→ **Written task A**
Give as a numbered list the lines of the listing from the line with "locate object=wet ground texture" up to and including the line with "top-left (0, 4), bottom-right (1344, 894)", leaving out any blank lines.

Every mission that the National Guard Special Forces conducts is arduous, hazardous and sensitive in nature. The primary mission of SF is to clandestinely train and lead small foreign populations in unconventional warfare. Specifically, there are five types of missions SF performs. These are:

  • Unconventional Warfare (UW) - SF Soldiers are experts in guerrilla warfare, as well as training foreign resistance forces in the tactics of subversion, sabotage, intelligence collection and unconventional recovery. A typical UW mission can last months or even years. Additionally, these missions allow conventional U.S. forces to enter a country covertly and build relationships with the local populace.
  • Direct Action (DA) – DA missions are quick-duration strikes to seize, capture, recover or destroy enemy weapons and information or to recover designated personnel or material. Other purposes of DA missions include removing an enemy that is gaining power and influence in a foreign nation, and protecting American nationals or Soldiers held in foreign countries.

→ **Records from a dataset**
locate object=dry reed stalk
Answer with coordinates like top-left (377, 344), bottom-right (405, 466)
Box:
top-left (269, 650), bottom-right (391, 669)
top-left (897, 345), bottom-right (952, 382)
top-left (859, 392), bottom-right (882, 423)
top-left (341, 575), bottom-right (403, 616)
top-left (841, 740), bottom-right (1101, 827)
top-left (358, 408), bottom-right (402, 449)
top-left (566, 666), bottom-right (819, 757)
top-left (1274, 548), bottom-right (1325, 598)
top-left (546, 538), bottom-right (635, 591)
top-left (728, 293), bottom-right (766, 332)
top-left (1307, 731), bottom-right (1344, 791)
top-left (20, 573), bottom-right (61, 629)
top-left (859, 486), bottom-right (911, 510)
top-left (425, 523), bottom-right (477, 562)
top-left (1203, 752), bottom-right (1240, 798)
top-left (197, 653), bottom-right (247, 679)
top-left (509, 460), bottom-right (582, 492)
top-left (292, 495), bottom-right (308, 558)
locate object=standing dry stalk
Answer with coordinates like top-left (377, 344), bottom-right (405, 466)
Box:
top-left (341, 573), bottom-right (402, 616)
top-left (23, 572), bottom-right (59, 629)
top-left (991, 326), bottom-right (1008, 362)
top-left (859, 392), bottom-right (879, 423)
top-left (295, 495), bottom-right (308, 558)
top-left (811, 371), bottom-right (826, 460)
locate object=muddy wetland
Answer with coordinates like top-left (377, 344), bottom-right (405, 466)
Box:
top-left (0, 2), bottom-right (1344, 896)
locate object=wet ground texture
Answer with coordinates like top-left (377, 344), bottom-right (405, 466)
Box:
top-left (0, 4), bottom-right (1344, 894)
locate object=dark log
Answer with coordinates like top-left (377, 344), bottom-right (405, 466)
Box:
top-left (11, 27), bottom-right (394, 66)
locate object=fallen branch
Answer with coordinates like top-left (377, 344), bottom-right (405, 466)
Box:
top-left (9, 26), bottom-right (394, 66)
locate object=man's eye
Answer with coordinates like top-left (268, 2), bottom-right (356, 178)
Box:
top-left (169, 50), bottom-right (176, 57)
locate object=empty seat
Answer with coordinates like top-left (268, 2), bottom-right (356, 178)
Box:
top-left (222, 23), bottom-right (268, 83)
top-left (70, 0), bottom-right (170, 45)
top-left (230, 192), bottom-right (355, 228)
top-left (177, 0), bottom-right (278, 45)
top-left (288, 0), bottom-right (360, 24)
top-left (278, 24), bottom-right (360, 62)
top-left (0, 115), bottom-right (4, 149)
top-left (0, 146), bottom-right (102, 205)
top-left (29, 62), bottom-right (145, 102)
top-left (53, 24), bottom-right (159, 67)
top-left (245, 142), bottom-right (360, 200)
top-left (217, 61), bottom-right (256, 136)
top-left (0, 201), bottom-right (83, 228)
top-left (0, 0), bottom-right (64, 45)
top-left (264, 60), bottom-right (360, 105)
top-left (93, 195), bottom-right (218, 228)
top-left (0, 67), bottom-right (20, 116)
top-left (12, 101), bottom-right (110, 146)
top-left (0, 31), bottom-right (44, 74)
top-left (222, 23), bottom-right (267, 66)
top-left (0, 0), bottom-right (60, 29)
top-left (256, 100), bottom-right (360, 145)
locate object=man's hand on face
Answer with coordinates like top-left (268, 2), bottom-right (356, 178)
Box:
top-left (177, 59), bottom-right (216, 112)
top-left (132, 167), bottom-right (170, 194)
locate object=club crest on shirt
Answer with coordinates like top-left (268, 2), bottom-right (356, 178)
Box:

→ **Written task B**
Write out the passage on Special Forces missions from "Every mission that" up to and including "the local populace.".

→ **Correct output A**
1. locate object=wet ground texture
2. Answer with coordinates like top-left (377, 344), bottom-right (405, 466)
3. Box:
4. top-left (0, 4), bottom-right (1344, 894)

→ **Correct output B**
Every mission that the National Guard Special Forces conducts is arduous, hazardous and sensitive in nature. The primary mission of SF is to clandestinely train and lead small foreign populations in unconventional warfare. Specifically, there are five types of missions SF performs. These are:

  • Unconventional Warfare (UW) - SF Soldiers are experts in guerrilla warfare, as well as training foreign resistance forces in the tactics of subversion, sabotage, intelligence collection and unconventional recovery. A typical UW mission can last months or even years. Additionally, these missions allow conventional U.S. forces to enter a country covertly and build relationships with the local populace.